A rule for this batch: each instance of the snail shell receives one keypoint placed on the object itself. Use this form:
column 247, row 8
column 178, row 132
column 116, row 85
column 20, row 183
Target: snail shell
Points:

━━━━━━━━━━━━━━━━

Directions for this task
Print all of the entries above again, line for line, with nothing changed.

Exercise solution
A rule for this batch: each instance of the snail shell receives one keypoint placed on the object itself. Use this form:
column 247, row 8
column 178, row 132
column 116, row 85
column 20, row 183
Target: snail shell
Points:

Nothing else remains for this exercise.